*** Opening SUPPLIED MATERIAL ***

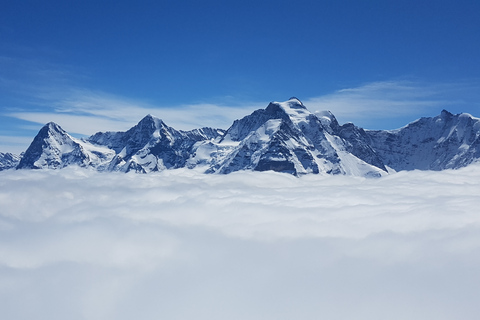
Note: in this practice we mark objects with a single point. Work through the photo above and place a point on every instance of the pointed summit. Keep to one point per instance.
(52, 148)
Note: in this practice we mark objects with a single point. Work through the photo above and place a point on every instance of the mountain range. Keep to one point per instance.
(283, 137)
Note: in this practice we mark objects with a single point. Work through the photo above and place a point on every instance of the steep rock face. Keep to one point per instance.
(446, 141)
(8, 160)
(53, 148)
(151, 145)
(283, 137)
(286, 137)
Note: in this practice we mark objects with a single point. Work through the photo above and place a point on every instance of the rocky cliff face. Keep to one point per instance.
(443, 142)
(8, 160)
(283, 137)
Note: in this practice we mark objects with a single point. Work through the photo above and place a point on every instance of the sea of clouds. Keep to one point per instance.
(78, 244)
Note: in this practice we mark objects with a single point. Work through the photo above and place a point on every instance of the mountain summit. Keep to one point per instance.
(283, 137)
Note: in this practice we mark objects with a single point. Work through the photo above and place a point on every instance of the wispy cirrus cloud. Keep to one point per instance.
(391, 104)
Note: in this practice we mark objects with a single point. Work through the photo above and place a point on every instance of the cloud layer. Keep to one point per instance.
(180, 245)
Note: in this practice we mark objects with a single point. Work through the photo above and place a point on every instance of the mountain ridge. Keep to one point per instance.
(284, 137)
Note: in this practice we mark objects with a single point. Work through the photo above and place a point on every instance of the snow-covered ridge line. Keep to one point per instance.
(283, 137)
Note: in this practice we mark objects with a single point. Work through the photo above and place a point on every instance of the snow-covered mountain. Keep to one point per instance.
(8, 160)
(53, 148)
(151, 145)
(284, 137)
(443, 142)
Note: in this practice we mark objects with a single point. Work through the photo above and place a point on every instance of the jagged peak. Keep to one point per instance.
(445, 114)
(150, 120)
(50, 128)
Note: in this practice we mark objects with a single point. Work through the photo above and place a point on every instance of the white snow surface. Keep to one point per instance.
(179, 244)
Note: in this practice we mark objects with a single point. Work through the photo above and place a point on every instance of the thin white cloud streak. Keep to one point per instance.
(86, 112)
(79, 244)
(384, 100)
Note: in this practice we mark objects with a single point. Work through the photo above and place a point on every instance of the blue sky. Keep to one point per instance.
(103, 65)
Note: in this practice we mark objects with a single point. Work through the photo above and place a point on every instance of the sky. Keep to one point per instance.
(180, 244)
(103, 65)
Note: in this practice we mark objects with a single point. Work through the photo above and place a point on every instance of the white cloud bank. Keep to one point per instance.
(76, 244)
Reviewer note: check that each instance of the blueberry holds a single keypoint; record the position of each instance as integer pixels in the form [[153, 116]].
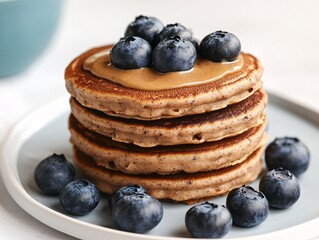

*** Closing SUPPLIED MATERIAL ***

AIM OF THE EXERCISE: Return the material exactly as given, apart from the pictures.

TASK SOLUTION:
Note: in this practice we mark objects with a single point. Work through the photo above and place a point on every instance of the pointed summit. Keep to one point per instance.
(52, 148)
Note: in this practice we mark objects with a single point. Work through the photo above and place a point on every instance of the mountain range. Keep to one point per instance.
(283, 137)
Note: in this practice we mark objects with a single point. Work through the photo above and place a point on every instance of the steep rock face. Keep to one point per instance.
(446, 141)
(8, 160)
(53, 148)
(151, 145)
(283, 137)
(286, 137)
Note: in this practice we mark objects with a single point. Work through the photo above and place a point on every instance of the rocky cliff face. Keep to one point per instance.
(443, 142)
(8, 160)
(283, 137)
Note: in this practice we mark objects with a single point. Work through the photo above and place a point on every instance of the sea of clouds. Keep to one point per instance.
(78, 244)
Note: in this practice we mark objects with a single point. Work through the photo above and place a point on every instance of the mountain summit. Keep to one point per instance.
(283, 137)
Note: in this practice we mark objects with a single point. Work through the photo above and place a point on every instance of the wispy cirrus cloud. Keep to one point per instance.
(391, 104)
Note: in this practice we mark objects with a single point. Work through the photo above and place a point on every instance of the cloud layer. Keep to one point per instance.
(180, 245)
Note: in this practice we mark objects with a single point. Work through the photo above and place a point on every instance of the mountain ridge. Keep to one point per instance.
(284, 137)
Note: in this practice we mark objects with a single point. Work through the photo above and place a point on every instance of the snow-covered ridge line. Keep to one point per instance.
(283, 137)
Note: in this practice we mark objects with a single point. Work through the photo above and place a point on every instance of the snow-covered mountain. Keep to one point per instance.
(8, 160)
(53, 148)
(151, 145)
(284, 137)
(443, 142)
Note: in this practice we mark objects with a single point. Work through the photo above and place a point on every instance of the jagged peak. Keep to one point per instance.
(445, 114)
(150, 120)
(50, 128)
Note: in this practice we mark objects with a single point. Work through the photo above and place a point on every instance of the white snow surface. Keep to one point per instance.
(179, 244)
Note: in this practice we mark objects with a single point. Work through the photo above and place a point on every instance of the thin white cloud streak. Keep to one point per instance.
(86, 112)
(79, 244)
(384, 100)
Note: in this practice we mark objects with a single point. Work through the photo above and place a point on every instance of the blue sky. Keep to one point per instance.
(103, 65)
Note: in this practice we mark objects with a single point. Work through the photo above and place a point on every instance of the sky. Keep to one point per instance.
(180, 244)
(103, 65)
Note: in this practice we mark objects with a single point. Work through the photo above and place a point on every instance of the white cloud bank. Keep to one point per instance.
(76, 244)
Reviewer note: check that each instance of the blueberry holds a single keypoint; record the position of each instance as integer pixels in the form [[153, 116]].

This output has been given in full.